Dataset entries:
-- Opening Marker --
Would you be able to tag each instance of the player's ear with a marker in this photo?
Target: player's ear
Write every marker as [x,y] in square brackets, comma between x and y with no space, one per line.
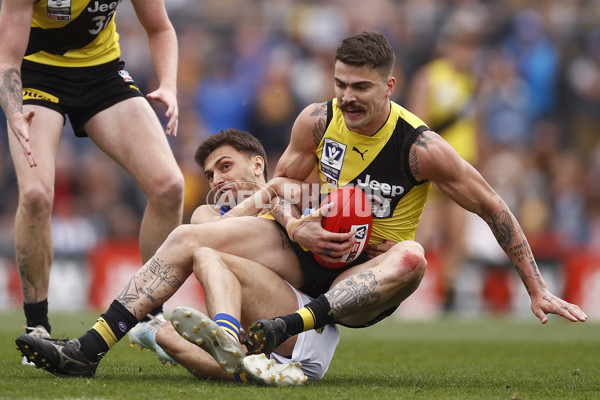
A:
[259,165]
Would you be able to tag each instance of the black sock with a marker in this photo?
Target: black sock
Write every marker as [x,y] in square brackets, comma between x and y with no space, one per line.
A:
[107,331]
[155,312]
[37,314]
[314,315]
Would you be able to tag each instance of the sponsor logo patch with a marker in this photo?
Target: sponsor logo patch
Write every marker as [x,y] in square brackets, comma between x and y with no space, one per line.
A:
[332,159]
[125,75]
[34,94]
[59,10]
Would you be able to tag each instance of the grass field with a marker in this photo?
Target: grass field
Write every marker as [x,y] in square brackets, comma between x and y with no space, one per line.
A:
[443,359]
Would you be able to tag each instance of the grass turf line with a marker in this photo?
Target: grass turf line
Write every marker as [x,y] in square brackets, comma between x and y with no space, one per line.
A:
[443,359]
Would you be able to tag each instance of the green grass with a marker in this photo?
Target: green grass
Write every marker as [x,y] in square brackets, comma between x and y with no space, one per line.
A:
[443,359]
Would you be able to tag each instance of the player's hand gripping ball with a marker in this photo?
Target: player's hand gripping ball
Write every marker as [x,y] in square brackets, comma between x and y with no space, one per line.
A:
[351,212]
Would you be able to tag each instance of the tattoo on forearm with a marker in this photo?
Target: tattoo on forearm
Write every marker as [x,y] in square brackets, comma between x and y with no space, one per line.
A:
[156,282]
[11,91]
[353,294]
[413,162]
[319,126]
[504,229]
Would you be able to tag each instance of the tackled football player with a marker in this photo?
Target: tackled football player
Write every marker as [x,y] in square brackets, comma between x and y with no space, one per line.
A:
[394,149]
[237,290]
[63,58]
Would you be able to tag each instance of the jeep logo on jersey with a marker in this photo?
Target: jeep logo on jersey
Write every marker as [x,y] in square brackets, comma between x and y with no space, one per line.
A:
[103,6]
[385,188]
[59,10]
[332,159]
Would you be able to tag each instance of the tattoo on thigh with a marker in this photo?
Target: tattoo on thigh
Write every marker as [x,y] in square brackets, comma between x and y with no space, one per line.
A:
[154,282]
[353,294]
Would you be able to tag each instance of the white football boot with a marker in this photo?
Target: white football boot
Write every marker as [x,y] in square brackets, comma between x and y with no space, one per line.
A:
[263,370]
[144,335]
[37,331]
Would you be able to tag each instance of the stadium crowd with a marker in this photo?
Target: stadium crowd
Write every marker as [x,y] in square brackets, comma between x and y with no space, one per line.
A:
[251,65]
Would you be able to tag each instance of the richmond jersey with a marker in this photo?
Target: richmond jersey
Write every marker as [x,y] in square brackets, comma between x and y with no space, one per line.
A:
[73,33]
[379,165]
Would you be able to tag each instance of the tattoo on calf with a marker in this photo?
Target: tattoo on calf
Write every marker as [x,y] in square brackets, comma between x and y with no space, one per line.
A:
[152,282]
[353,294]
[11,91]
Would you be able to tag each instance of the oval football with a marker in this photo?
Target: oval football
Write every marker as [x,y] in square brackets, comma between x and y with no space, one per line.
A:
[351,212]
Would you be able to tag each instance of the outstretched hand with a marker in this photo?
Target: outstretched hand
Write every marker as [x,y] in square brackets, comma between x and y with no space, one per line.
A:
[19,124]
[169,100]
[308,232]
[544,303]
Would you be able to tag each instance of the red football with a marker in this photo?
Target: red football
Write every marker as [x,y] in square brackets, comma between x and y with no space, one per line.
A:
[352,212]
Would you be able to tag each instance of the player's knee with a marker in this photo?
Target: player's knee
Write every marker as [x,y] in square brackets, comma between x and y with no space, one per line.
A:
[204,258]
[182,238]
[168,192]
[409,260]
[36,201]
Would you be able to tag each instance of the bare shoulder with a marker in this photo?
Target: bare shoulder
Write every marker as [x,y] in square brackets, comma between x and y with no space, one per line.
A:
[311,122]
[432,158]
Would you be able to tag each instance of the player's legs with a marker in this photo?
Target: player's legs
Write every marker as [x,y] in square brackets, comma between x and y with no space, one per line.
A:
[359,297]
[33,239]
[131,134]
[254,292]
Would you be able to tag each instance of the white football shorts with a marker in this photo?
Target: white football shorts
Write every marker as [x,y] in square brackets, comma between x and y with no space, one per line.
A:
[314,350]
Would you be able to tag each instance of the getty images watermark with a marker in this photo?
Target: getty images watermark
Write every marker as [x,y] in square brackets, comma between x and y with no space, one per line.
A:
-- Closing Marker --
WORK INSTRUCTION: Output each record above exactly; omit the images.

REPLY TO THE EXERCISE:
Would you be able to tag each instance of the player's ear with a marker in this photo?
Target: player's ear
Write every marker as [x,y] in square brackets, comma between x and y with no space, one per line.
A:
[259,165]
Would you be able to tag each instance of the black sock with a marker in this photo?
Target: black sock
Write every marker as [x,y] in square brackets, comma between x and y with no space, one per line.
A:
[107,331]
[155,312]
[37,314]
[314,315]
Would you be able to tag each instance of the sponsor logo patch with a marker in this photo?
Target: sponsor logo patch
Write every marker as [x,y] in square brackets, comma between x and y with no space, one per line.
A:
[332,159]
[125,75]
[34,94]
[59,10]
Would you be able to tag each instance of the grass field with a marker in this photo?
Target: grass field
Write every marker as [x,y] in square brackets, comma between x and y with no space, one per line.
A:
[443,359]
Would you be able to tag each instance of the grass turf line with a marker in this photo?
Target: grass turf line
Write every marker as [x,y] in square brackets, comma between x and y with no space, one per line.
A:
[443,359]
Would you be able to tag each instance of the green grass with a marker in this photo?
Target: green grass
Write every marker as [x,y] in square brackets, comma between x and y with no space, one per line.
A:
[443,359]
Would you be able to tag each instance of the player's hand gripping ball with a marker in this photo?
Target: player's hand gripping ball
Write every marker as [x,y] in square brackets, comma between x and y with no space, one per line.
A:
[351,212]
Would you be able to tag each instance of the tattoo on forearm with a marker in this photo?
Target: tattoo on forearm
Write every marker as [x,y] in square brackets, comma between x and y with no space, one per line.
A:
[156,282]
[11,91]
[353,294]
[413,162]
[319,126]
[504,229]
Would you be able to tag each instance of the tackled football player with a marker in this photo?
Target: tackled football player
Write every marker as [x,y] in square brackets, comma between x and y with no space, one per line.
A:
[394,149]
[237,290]
[63,58]
Would you be able to tag each instance of the jeep logo on jersey with a marker in this photo?
Target: jeep logo on jersey
Write every marker as [x,y] in square brackets, comma between x and y with no space, one per line.
A:
[103,6]
[385,188]
[59,10]
[332,159]
Would you be able to tag each instance of the tattoo on thigh with a marker in this photo?
Target: tattoo on thigh
Write every marker as [x,y] in square brackets, comma between x and y with no space, one per line.
A:
[154,282]
[353,294]
Would you be able to tag each instance of the white football boot with a marker in this photo?
Target: white football boot
Write every marker as [x,y] in square brackets, comma between x and y with no space, one per line.
A:
[263,370]
[144,335]
[37,331]
Would you be able to tag each instance of the stadium crowd with a marker in this photo?
Target: stadium crowd
Write every marker as [x,y] in square brackets, comma between x and y with no space, one per line.
A:
[251,65]
Would you be able to tag each instance of the richmond jersey with a marker in this photo?
Target: richmond jersey
Write every marker as [x,y] in square brackets, comma between x and y with no space, one per line.
A:
[73,33]
[379,165]
Would you be able to tag each instance of the tattoo on calf with a marker in this photo?
Target: tattoo on calf
Write every marker as [x,y] in square brackets, comma between x and y with no space, one per line.
A:
[152,282]
[353,294]
[11,91]
Would you be able to tag each instance of the oval football with a marker in this photo?
Target: oval football
Write every marker as [x,y] in square brackets, comma between x and y with no space, one per line.
A:
[351,212]
Would you be able to tag each instance of the outstretched hand with a marker in this photo?
Target: outstretched hand
Write every marker as [x,y] in square brackets, comma between x and y with no space, one per line.
A:
[19,124]
[169,100]
[308,232]
[544,303]
Would you be able to tag each instance of the red football with a marker in this photo?
Target: red football
Write every marker as [x,y] in square brackets, comma between x and y with no space, one per line.
A:
[352,212]
Would you be able to tag each instance of the player's knee with a marker in this photo?
Target: player's knee
Write every marker as [x,y] in square brackets, comma between x and y with no space, one per line.
A:
[204,258]
[182,238]
[168,192]
[409,260]
[36,201]
Would you be able to tag each instance of the bare shoulder with a marker in this photo?
Target: bare shoulder
Write every marker as [x,y] in square brackets, comma between x and y with no space, one per line.
A:
[311,122]
[432,158]
Would you be able to tag each instance of the player's legs with a marker in this photo?
Target: player's legs
Write every marker as [x,y] in square brackets, comma between x and y with no space, one per line.
A:
[359,297]
[33,239]
[131,134]
[254,292]
Would you be able to tag each instance of the white football shorts with a marker in this photo?
Target: white football shorts
Write every marker as [x,y] in square brackets, comma between x and y with no space, one per line.
A:
[314,350]
Would you be able to tag each instance of the getty images watermark with a marker in this photo?
Target: getty images watermark
Write every marker as [x,y] in square brackets, comma between x and y with no space, one per line.
A:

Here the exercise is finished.